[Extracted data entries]

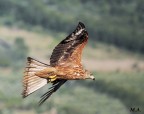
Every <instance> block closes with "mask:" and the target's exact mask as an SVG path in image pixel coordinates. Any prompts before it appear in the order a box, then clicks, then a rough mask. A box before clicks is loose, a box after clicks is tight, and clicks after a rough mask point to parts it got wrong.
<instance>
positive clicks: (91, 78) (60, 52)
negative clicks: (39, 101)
mask: <svg viewBox="0 0 144 114" xmlns="http://www.w3.org/2000/svg"><path fill="white" fill-rule="evenodd" d="M87 41H88V32H87V31H86V29H85V25H84V24H83V23H81V22H79V24H78V26H77V27H76V29H75V30H74V32H72V33H71V34H70V35H69V36H67V37H66V38H65V39H64V40H63V41H61V42H60V43H59V44H58V45H57V46H56V47H55V49H54V50H53V53H52V55H51V57H50V65H48V64H45V63H42V62H40V61H38V60H36V59H33V58H31V57H28V58H27V66H26V68H25V73H24V78H23V87H24V89H23V92H22V95H23V98H25V97H27V96H28V95H30V94H31V93H33V92H35V91H36V90H38V89H40V88H41V87H43V86H44V85H46V84H47V83H52V87H50V88H49V91H48V92H46V93H45V94H44V95H42V96H41V100H40V102H39V104H40V105H41V104H42V103H43V102H44V101H45V100H46V99H48V98H49V97H50V96H51V95H52V93H54V92H55V91H57V90H58V89H59V88H60V87H61V85H63V84H64V83H65V82H66V81H67V80H81V79H93V80H94V79H95V78H94V77H93V76H92V75H91V73H90V72H89V71H87V70H85V69H84V68H83V66H82V64H81V55H82V50H83V48H84V46H85V45H86V44H87Z"/></svg>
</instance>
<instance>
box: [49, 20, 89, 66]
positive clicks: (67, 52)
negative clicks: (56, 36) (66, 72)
mask: <svg viewBox="0 0 144 114" xmlns="http://www.w3.org/2000/svg"><path fill="white" fill-rule="evenodd" d="M87 36H88V33H87V31H86V29H85V26H84V24H83V23H81V22H79V24H78V26H77V27H76V29H75V30H74V32H73V33H71V34H70V35H69V36H67V37H66V38H65V39H64V40H63V41H61V42H60V43H59V44H58V45H57V46H56V47H55V49H54V50H53V53H52V55H51V58H50V64H51V66H56V65H59V64H61V62H64V61H66V60H67V59H68V58H69V57H70V56H71V55H72V53H73V52H74V50H75V49H76V48H77V47H78V46H79V45H80V44H82V43H83V42H84V41H86V40H85V39H87V38H88V37H87Z"/></svg>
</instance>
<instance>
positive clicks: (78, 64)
mask: <svg viewBox="0 0 144 114" xmlns="http://www.w3.org/2000/svg"><path fill="white" fill-rule="evenodd" d="M87 40H88V33H87V31H86V29H85V25H84V24H83V23H81V22H79V24H78V26H77V27H76V29H75V30H74V32H72V33H71V34H70V35H69V36H67V37H66V38H65V39H64V40H62V41H61V42H60V43H59V44H58V45H57V46H56V47H55V49H54V50H53V53H52V55H51V58H50V65H51V66H52V67H55V66H59V65H62V64H65V65H66V64H69V63H72V64H73V65H80V66H81V54H82V49H83V48H84V46H85V45H86V43H87ZM66 81H67V80H66V79H56V80H55V81H54V82H53V86H52V87H50V88H49V91H48V92H46V93H45V94H44V95H42V96H41V100H40V101H39V105H41V104H43V103H44V102H45V100H47V99H48V98H49V97H50V96H51V95H52V94H53V93H54V92H55V91H57V90H58V89H59V88H60V87H61V86H62V85H63V84H64V83H65V82H66Z"/></svg>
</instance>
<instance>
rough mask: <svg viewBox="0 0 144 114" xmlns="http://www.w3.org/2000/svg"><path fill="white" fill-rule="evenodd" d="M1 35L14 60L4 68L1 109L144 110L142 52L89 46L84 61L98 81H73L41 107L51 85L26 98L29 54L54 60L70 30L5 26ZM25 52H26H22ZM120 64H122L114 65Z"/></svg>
mask: <svg viewBox="0 0 144 114" xmlns="http://www.w3.org/2000/svg"><path fill="white" fill-rule="evenodd" d="M0 36H1V40H0V43H1V44H2V45H0V46H1V47H0V49H1V50H0V51H1V53H2V52H5V53H3V54H5V58H4V59H7V58H6V57H7V55H9V57H10V58H9V59H8V60H10V61H12V63H11V62H10V63H9V64H6V66H1V67H0V72H1V75H0V85H1V86H0V113H2V114H18V113H23V114H28V113H29V114H36V113H38V114H44V113H49V114H66V113H69V114H73V113H79V114H95V113H100V114H105V113H107V114H111V113H113V112H116V113H118V114H129V113H130V108H131V107H139V108H140V109H141V111H143V107H142V106H143V105H142V104H143V102H144V97H143V95H144V93H143V80H144V79H143V75H144V73H143V65H144V63H143V55H141V54H135V53H132V52H128V51H125V50H121V49H118V48H116V47H114V46H109V45H104V44H101V43H96V45H95V46H94V47H91V46H89V45H87V46H86V48H85V50H84V53H83V55H84V56H83V63H84V66H85V67H86V68H87V69H89V70H93V73H94V76H95V78H96V81H70V82H68V83H66V85H65V86H63V87H62V88H60V90H59V91H58V92H56V93H55V94H54V95H53V96H52V97H50V99H49V100H48V101H46V103H45V104H44V105H43V106H41V107H39V108H38V107H37V103H38V100H39V99H40V96H41V95H42V94H43V93H45V92H46V91H47V90H48V87H49V86H45V87H44V88H42V89H41V90H39V91H37V92H36V93H34V94H32V95H30V96H29V97H28V98H26V99H22V98H21V95H20V94H21V91H22V81H21V80H22V77H23V69H24V64H25V62H26V56H32V57H35V58H37V59H39V60H40V61H43V62H49V57H50V54H51V52H52V49H53V48H54V47H55V46H56V45H57V43H58V42H59V41H60V40H61V39H63V38H64V37H65V36H66V34H64V33H58V34H55V35H52V34H50V35H49V34H48V33H45V32H42V31H41V32H39V33H38V32H35V31H30V30H29V31H28V30H24V29H18V28H17V27H11V28H9V27H5V26H1V27H0ZM53 37H55V38H57V40H56V39H54V38H53ZM21 46H22V47H21ZM21 51H22V52H23V53H19V52H21ZM11 53H14V55H13V54H11ZM2 57H3V56H2V55H0V58H1V59H2ZM1 61H2V60H1ZM106 61H107V62H106ZM108 61H109V62H108ZM113 61H115V63H114V62H113ZM118 61H119V62H118ZM126 61H129V62H128V63H127V62H126ZM6 62H7V61H6ZM118 64H120V65H121V68H115V67H117V65H118ZM141 64H142V66H141ZM111 68H112V69H111ZM104 69H106V70H104ZM125 69H129V70H125ZM122 72H123V73H122Z"/></svg>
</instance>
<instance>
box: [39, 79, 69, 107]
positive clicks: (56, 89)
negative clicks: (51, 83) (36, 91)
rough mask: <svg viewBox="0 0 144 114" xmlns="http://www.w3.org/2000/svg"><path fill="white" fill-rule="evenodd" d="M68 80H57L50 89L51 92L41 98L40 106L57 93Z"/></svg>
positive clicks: (49, 91) (45, 94) (53, 82)
mask: <svg viewBox="0 0 144 114" xmlns="http://www.w3.org/2000/svg"><path fill="white" fill-rule="evenodd" d="M66 81H67V80H64V79H57V80H55V81H54V82H53V85H52V87H50V88H49V91H48V92H46V93H45V94H43V95H42V96H41V100H40V101H39V105H41V104H43V103H44V102H45V101H46V100H47V99H48V98H49V97H50V96H51V95H52V94H53V93H54V92H56V91H57V90H58V89H59V88H60V87H61V86H62V85H63V84H64V83H65V82H66Z"/></svg>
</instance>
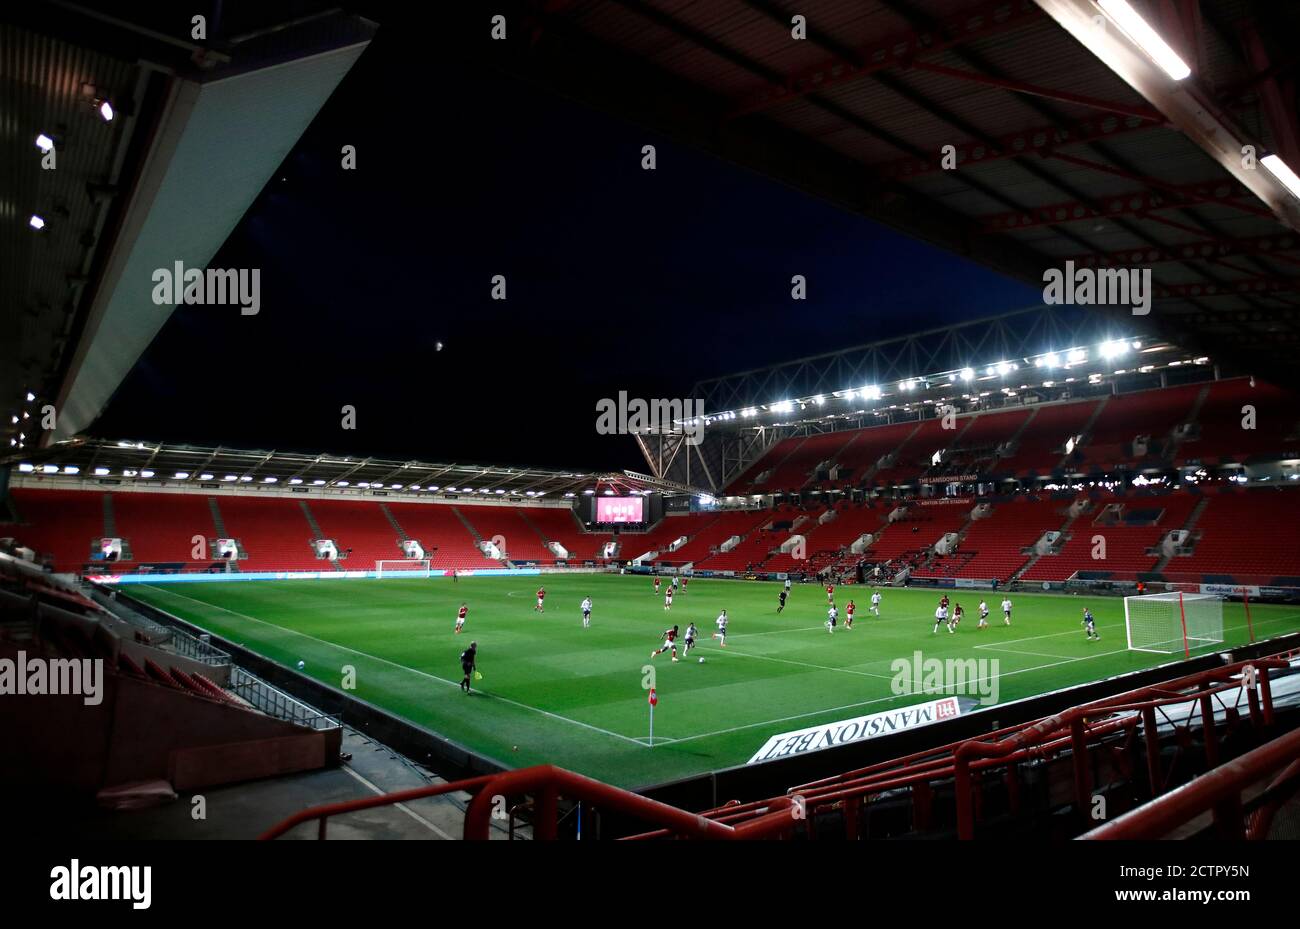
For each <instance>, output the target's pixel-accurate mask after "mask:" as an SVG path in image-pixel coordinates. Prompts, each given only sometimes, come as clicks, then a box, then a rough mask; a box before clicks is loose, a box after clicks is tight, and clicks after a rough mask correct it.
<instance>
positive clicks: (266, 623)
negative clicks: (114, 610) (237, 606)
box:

■ REQUIRED ACTION ■
Extract every line above containing the word "pixel".

■ RESPONSE ■
Every <instance> block closes with "mask:" and the target's exact mask as an SVG path in image pixel coordinates. Any prompts before it appear in the order a box, then clicks, then a rough mask. A box before clicks is loose, a box after clicks is tight, and clicks after a rough mask point to parts it got wrong.
For each <instance>, output the target's pixel-accurate mask after "mask:" as an SVG path in image-pixel coordinates. Prompts, each given only sometimes, come as clicks, then a box, then a rough mask; a box before clicks is loose, a box after clicks is tight, and clicks after a rough mask correct it.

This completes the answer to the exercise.